=== ASSIGNMENT ===
Return the data that follows, keeping every word and mark unchanged.

---*---

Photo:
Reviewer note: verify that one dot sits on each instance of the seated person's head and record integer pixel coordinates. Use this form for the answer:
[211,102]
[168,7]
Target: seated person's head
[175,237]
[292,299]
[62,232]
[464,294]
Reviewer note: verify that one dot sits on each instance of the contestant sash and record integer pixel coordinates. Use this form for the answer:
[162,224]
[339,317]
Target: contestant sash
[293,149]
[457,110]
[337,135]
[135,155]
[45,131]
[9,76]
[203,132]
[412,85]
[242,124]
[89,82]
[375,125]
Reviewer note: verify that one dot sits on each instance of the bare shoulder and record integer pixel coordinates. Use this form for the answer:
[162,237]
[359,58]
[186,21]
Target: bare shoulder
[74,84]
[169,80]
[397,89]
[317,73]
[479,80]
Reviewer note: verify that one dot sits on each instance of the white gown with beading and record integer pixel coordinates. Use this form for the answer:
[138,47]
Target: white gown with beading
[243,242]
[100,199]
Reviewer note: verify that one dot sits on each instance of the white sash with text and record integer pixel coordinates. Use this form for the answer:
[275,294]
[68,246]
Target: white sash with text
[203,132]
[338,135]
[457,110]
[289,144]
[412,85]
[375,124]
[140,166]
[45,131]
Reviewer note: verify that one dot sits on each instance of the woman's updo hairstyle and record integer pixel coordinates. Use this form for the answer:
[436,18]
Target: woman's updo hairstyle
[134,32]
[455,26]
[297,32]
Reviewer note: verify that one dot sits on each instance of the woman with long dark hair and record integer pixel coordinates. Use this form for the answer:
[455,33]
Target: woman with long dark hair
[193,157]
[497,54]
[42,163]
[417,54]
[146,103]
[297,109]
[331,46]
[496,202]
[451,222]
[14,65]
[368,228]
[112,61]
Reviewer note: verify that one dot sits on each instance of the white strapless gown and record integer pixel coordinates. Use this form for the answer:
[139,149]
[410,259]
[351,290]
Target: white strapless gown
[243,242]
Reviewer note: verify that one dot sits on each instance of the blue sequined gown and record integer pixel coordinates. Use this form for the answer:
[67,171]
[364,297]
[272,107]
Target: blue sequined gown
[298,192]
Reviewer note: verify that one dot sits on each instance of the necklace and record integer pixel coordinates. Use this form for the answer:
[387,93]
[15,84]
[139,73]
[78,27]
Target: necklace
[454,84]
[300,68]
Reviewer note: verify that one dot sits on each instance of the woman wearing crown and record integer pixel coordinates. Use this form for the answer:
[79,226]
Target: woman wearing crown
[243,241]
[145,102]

---*---

=== EXPECTED OUTPUT ===
Photo:
Reviewer note: verify that one dot sits on each instance of the seated person's head and record integer pixel coordinates. Use this form for the answer:
[211,102]
[168,7]
Target: seated person's head
[175,237]
[292,299]
[62,232]
[464,294]
Reviewer note: verify that one dot sits on each instance of the contestant sash and record integer pixel coordinates. Use this form for the answer:
[162,224]
[339,317]
Target: contestant sash
[293,149]
[457,110]
[337,135]
[135,155]
[45,131]
[9,76]
[203,132]
[412,85]
[242,124]
[89,82]
[375,125]
Reviewer note: verify that one dot sits on each instance of the bare shoulder and record integer pixel coordinates. Use this form for the answer:
[162,237]
[359,58]
[186,21]
Target: bare shoulder
[74,84]
[169,80]
[397,89]
[317,73]
[479,80]
Reviewer note: verify that one dot sits on each instance of the white gown with beading and record integer pixel coordinates. Use this form for the answer:
[138,47]
Target: white gown with beading
[243,242]
[100,199]
Reviewer note: verify that one dot sits on each instance of the white sash with text and record integer pixel coordinates. Use this form for the answer:
[275,294]
[68,246]
Target: white sash with text
[203,132]
[338,135]
[457,110]
[289,144]
[412,85]
[375,124]
[140,166]
[45,131]
Reviewer note: verify that one dot sits on each instance of the woman's updo hairstyle and record integer pixel coordinates. Use this form for the answer:
[436,18]
Target: woman's updo hairstyle
[134,32]
[455,26]
[297,32]
Reviewer note: verify that one dot sits on each instance of the woman with long dark hair and record integer pixel coordinates. Use this form for the answer:
[455,33]
Target: woman with long dark hair
[193,157]
[497,54]
[42,163]
[417,54]
[146,103]
[297,109]
[331,46]
[496,202]
[451,222]
[14,65]
[368,228]
[112,61]
Reviewer note: verify that one dot sits on each instance of the white strapless gown and record integer pixel coordinates. Use this form for the answer:
[139,149]
[410,259]
[351,290]
Target: white strapless gown
[243,242]
Reviewer note: verify that one dot sits on each instance of the blue sequined gown and record integer pixel coordinates. Use this form for the answer:
[67,171]
[364,297]
[272,107]
Target: blue sequined gown
[298,192]
Reviewer note: verify that one dot sits on each instance of the necklace and record integer pixel coordinates. Use this form for the answer:
[387,93]
[15,84]
[139,73]
[78,27]
Target: necklace
[454,84]
[300,68]
Reviewer note: verify that one dot sits on each instance of the woman wearing crown and record integer pixel coordinates. Use this form for the answer:
[79,226]
Target: woman wearing crown
[243,241]
[145,102]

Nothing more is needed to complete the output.